WHAT TO DO:
Reproduce the data between the line containing "Agricultural drone survey: scan the aerial photo for bearded" and the line containing "552, 499, 691, 667", inclusive, changing every instance of "aerial photo" to "aerial image" and leaving all else as it stands.

■ ■ ■ ■

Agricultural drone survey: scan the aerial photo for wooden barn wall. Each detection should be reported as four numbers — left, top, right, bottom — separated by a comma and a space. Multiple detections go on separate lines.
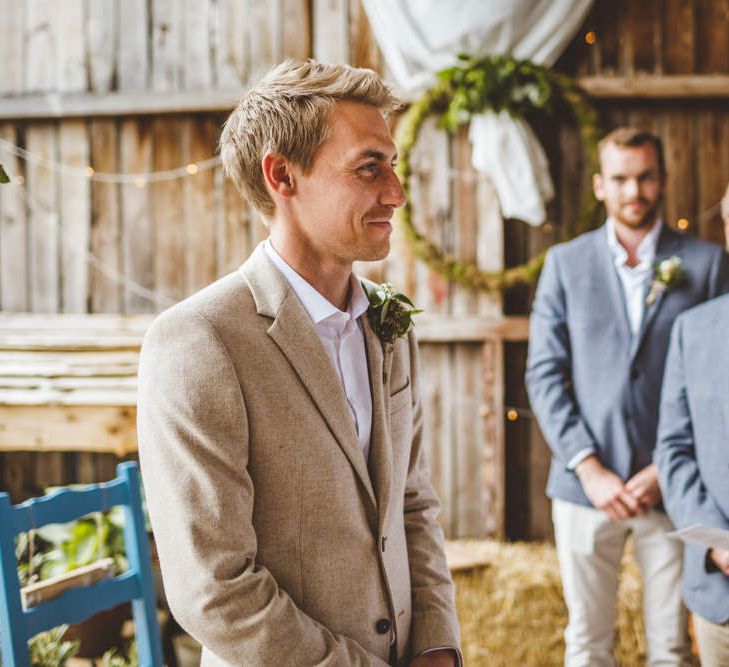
0, 0, 503, 536
0, 0, 729, 538
504, 0, 729, 539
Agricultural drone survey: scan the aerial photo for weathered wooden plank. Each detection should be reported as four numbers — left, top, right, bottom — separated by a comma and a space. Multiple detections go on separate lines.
86, 0, 116, 93
312, 0, 351, 63
479, 340, 506, 539
451, 127, 478, 315
151, 0, 184, 92
119, 119, 155, 313
696, 109, 729, 246
183, 118, 217, 294
451, 344, 487, 537
59, 120, 91, 313
410, 118, 451, 314
349, 0, 380, 72
212, 0, 251, 90
0, 405, 137, 456
696, 0, 729, 74
420, 345, 455, 537
183, 0, 213, 90
0, 88, 241, 120
0, 124, 30, 311
281, 0, 311, 60
24, 0, 58, 93
624, 0, 659, 73
578, 74, 729, 100
26, 125, 60, 313
662, 109, 698, 231
588, 0, 625, 75
475, 174, 504, 318
248, 0, 283, 81
89, 120, 123, 313
55, 0, 87, 92
151, 118, 185, 300
663, 0, 696, 74
216, 170, 253, 275
0, 0, 26, 97
115, 0, 150, 90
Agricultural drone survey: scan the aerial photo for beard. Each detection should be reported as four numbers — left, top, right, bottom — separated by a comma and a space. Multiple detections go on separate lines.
613, 197, 663, 229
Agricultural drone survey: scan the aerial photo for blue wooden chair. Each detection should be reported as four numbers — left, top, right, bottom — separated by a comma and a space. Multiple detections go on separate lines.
0, 462, 163, 667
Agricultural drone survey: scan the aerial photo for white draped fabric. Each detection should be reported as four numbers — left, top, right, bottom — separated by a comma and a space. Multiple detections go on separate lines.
363, 0, 593, 225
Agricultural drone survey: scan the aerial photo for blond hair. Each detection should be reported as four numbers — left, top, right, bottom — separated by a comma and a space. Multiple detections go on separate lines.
597, 127, 666, 175
220, 60, 399, 217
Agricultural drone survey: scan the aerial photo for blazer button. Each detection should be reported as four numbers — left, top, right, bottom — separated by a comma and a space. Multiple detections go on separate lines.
375, 618, 390, 635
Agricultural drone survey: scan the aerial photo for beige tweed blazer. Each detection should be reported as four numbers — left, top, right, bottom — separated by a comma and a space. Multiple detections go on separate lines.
138, 246, 459, 667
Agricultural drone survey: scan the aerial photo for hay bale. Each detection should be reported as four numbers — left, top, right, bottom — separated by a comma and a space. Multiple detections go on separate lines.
453, 540, 645, 667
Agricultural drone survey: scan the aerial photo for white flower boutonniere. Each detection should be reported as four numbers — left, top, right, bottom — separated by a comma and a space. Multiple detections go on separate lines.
645, 255, 684, 306
367, 283, 423, 343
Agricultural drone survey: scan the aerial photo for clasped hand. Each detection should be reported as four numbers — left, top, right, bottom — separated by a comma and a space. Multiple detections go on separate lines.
575, 454, 661, 519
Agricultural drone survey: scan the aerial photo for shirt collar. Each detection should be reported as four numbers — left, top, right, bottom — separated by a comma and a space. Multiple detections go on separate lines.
606, 218, 663, 267
263, 238, 370, 324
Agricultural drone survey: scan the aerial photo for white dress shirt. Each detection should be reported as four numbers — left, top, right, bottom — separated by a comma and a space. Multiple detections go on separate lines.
567, 218, 663, 470
264, 239, 372, 460
607, 218, 663, 336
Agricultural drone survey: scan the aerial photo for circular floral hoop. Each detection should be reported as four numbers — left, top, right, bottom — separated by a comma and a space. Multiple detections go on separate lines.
396, 55, 598, 292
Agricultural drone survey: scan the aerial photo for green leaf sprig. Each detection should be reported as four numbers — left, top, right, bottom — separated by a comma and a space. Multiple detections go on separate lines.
367, 283, 423, 343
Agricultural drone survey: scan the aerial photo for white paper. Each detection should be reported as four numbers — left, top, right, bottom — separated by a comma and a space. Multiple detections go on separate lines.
668, 525, 729, 551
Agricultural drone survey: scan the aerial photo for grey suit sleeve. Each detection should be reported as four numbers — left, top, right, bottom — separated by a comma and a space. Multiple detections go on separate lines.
404, 334, 461, 664
653, 317, 729, 529
138, 309, 386, 667
526, 251, 597, 467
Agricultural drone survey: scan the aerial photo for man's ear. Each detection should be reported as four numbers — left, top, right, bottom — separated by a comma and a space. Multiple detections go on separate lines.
261, 153, 296, 197
592, 173, 605, 201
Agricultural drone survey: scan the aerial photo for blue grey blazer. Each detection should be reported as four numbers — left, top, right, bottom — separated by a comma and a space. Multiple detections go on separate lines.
526, 225, 729, 506
654, 296, 729, 623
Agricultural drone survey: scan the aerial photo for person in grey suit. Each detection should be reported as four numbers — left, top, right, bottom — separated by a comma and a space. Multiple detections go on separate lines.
526, 128, 729, 667
654, 295, 729, 666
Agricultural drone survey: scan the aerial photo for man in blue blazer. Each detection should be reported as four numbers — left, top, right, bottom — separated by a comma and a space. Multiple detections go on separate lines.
526, 128, 729, 667
654, 295, 729, 667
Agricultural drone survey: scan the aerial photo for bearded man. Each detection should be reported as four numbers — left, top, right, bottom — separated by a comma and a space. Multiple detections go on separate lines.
526, 128, 729, 667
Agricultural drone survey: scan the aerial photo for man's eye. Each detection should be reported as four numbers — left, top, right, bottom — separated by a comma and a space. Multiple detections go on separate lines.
359, 163, 380, 176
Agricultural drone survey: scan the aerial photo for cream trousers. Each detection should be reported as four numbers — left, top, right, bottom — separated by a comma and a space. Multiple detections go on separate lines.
552, 499, 691, 667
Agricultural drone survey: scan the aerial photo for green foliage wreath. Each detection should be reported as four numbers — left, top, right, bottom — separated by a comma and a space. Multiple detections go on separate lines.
396, 55, 598, 291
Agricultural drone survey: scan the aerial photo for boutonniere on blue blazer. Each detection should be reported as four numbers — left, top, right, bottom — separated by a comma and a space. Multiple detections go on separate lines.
367, 283, 423, 343
645, 255, 684, 306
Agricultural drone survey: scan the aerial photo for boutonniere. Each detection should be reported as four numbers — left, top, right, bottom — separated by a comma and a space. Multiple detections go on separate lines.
367, 283, 423, 343
645, 255, 683, 306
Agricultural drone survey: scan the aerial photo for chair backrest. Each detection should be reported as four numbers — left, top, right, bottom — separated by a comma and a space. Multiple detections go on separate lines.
0, 462, 163, 667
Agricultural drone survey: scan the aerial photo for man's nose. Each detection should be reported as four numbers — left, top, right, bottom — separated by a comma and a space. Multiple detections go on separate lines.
381, 169, 405, 208
623, 178, 640, 197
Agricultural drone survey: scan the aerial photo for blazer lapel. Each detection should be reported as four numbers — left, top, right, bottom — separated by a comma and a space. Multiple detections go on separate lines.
241, 245, 376, 506
361, 315, 393, 526
630, 223, 680, 362
597, 225, 633, 346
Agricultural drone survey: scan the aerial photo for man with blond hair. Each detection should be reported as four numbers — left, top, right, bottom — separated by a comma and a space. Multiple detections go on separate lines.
526, 128, 729, 667
138, 61, 460, 667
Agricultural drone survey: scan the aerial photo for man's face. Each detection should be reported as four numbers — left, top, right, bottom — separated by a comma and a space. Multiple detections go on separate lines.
292, 102, 405, 266
593, 144, 664, 229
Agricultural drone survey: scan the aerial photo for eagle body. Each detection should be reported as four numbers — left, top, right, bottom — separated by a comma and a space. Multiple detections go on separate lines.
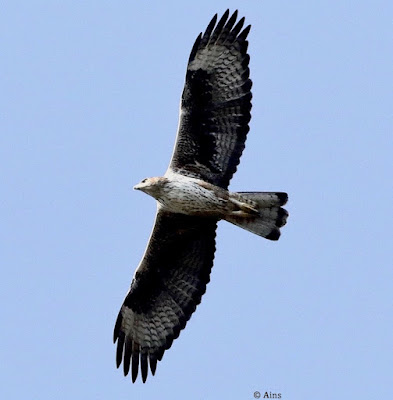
134, 172, 239, 219
113, 10, 288, 382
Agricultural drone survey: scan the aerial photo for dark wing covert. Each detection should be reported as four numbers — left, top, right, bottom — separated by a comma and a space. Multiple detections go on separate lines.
114, 210, 217, 382
169, 10, 252, 189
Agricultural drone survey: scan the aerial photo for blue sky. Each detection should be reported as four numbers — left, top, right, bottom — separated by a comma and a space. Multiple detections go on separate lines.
0, 0, 393, 400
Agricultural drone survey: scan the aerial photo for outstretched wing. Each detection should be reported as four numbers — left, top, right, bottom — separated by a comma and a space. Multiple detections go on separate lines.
169, 10, 252, 189
114, 210, 217, 382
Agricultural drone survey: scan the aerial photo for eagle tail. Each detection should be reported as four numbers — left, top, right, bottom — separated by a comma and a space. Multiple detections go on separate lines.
225, 192, 288, 240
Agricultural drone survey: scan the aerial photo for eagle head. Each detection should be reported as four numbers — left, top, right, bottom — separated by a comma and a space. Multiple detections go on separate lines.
134, 177, 168, 198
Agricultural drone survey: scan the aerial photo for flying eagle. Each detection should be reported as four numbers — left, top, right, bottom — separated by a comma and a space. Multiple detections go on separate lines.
114, 10, 288, 382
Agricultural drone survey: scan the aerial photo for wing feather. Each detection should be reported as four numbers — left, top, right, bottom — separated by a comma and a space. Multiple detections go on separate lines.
169, 10, 252, 188
114, 210, 217, 382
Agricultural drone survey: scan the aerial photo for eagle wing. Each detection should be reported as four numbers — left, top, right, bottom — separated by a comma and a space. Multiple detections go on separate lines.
169, 10, 252, 189
114, 208, 217, 382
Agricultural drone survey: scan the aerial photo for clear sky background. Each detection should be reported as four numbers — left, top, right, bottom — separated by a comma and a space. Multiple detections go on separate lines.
0, 0, 393, 400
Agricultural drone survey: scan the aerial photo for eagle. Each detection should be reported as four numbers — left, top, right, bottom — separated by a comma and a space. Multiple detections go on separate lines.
114, 10, 288, 382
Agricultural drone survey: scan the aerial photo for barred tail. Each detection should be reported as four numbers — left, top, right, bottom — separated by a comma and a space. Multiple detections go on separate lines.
225, 192, 288, 240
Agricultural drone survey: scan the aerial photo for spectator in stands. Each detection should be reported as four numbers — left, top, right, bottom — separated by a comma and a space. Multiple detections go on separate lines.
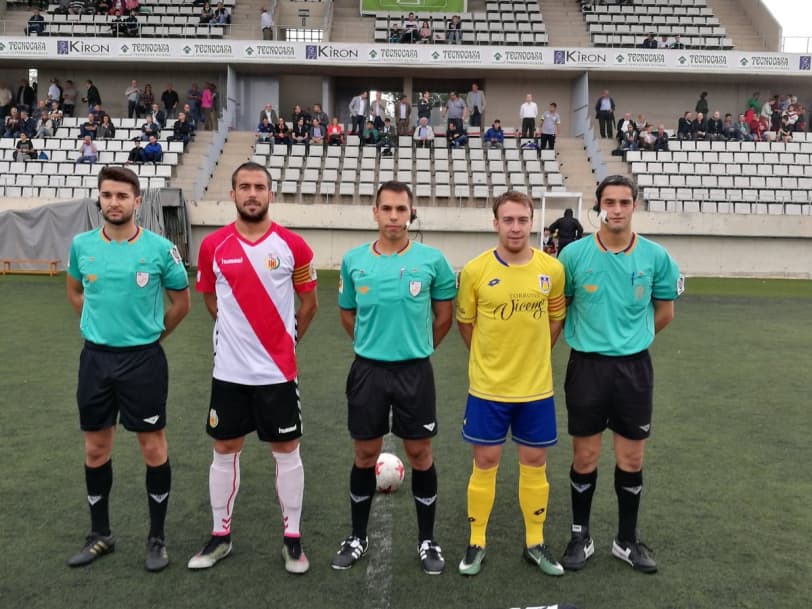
445, 15, 462, 44
200, 83, 214, 131
310, 104, 330, 127
166, 112, 192, 146
144, 135, 164, 163
161, 83, 180, 118
417, 20, 431, 44
138, 83, 155, 118
15, 78, 37, 110
212, 2, 231, 25
23, 8, 45, 36
200, 2, 214, 25
184, 82, 203, 123
539, 102, 561, 150
20, 110, 37, 137
327, 116, 344, 146
519, 93, 539, 138
310, 118, 327, 146
640, 32, 659, 49
744, 91, 761, 114
259, 104, 278, 127
412, 116, 434, 148
550, 208, 584, 255
442, 91, 468, 131
731, 110, 753, 142
677, 112, 694, 140
361, 121, 381, 146
378, 117, 398, 156
482, 118, 505, 148
617, 112, 636, 143
79, 112, 99, 140
637, 125, 657, 150
124, 80, 141, 118
0, 82, 14, 121
127, 137, 144, 165
14, 133, 37, 163
147, 104, 166, 129
705, 110, 725, 141
417, 91, 434, 123
400, 13, 420, 42
694, 91, 708, 116
445, 121, 468, 148
465, 83, 486, 127
694, 112, 708, 140
76, 135, 99, 163
141, 114, 161, 142
289, 116, 310, 147
348, 91, 369, 135
654, 124, 668, 152
3, 108, 20, 137
618, 121, 640, 151
259, 7, 273, 40
369, 91, 386, 131
256, 116, 273, 143
595, 89, 615, 139
395, 95, 412, 135
96, 114, 116, 140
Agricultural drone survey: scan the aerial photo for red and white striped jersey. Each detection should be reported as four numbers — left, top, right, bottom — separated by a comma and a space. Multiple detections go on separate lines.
195, 222, 316, 385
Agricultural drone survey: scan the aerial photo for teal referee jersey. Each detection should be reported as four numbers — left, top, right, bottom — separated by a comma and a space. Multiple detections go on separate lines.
338, 241, 457, 362
558, 233, 683, 356
67, 226, 189, 347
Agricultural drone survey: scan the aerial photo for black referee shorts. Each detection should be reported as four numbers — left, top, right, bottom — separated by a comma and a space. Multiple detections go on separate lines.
347, 356, 437, 440
76, 341, 169, 431
564, 350, 654, 440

■ ■ ■ ■

COMPLETE OUTPUT:
Agricultural drone survey: scan the aerial image for bearded man. Each detection should be reported as four numbers — left, top, right, bottom — separated by a comma and a space. Multiple detections go on separate lines.
526, 128, 729, 667
Agricultural drone survey: scan the aerial image for man's eye. Each detection should be reported as four numbers — left, top, right, bottom — separated by a comma and a space. Multiple detections go on separate lines.
359, 163, 380, 176
Agricultural drone survey: scan the aerial image for cream trousers. Each detection should be reported as four numbers — left, top, right, bottom — separated by a comma and a space. Multiple detections go on separate lines.
552, 499, 691, 667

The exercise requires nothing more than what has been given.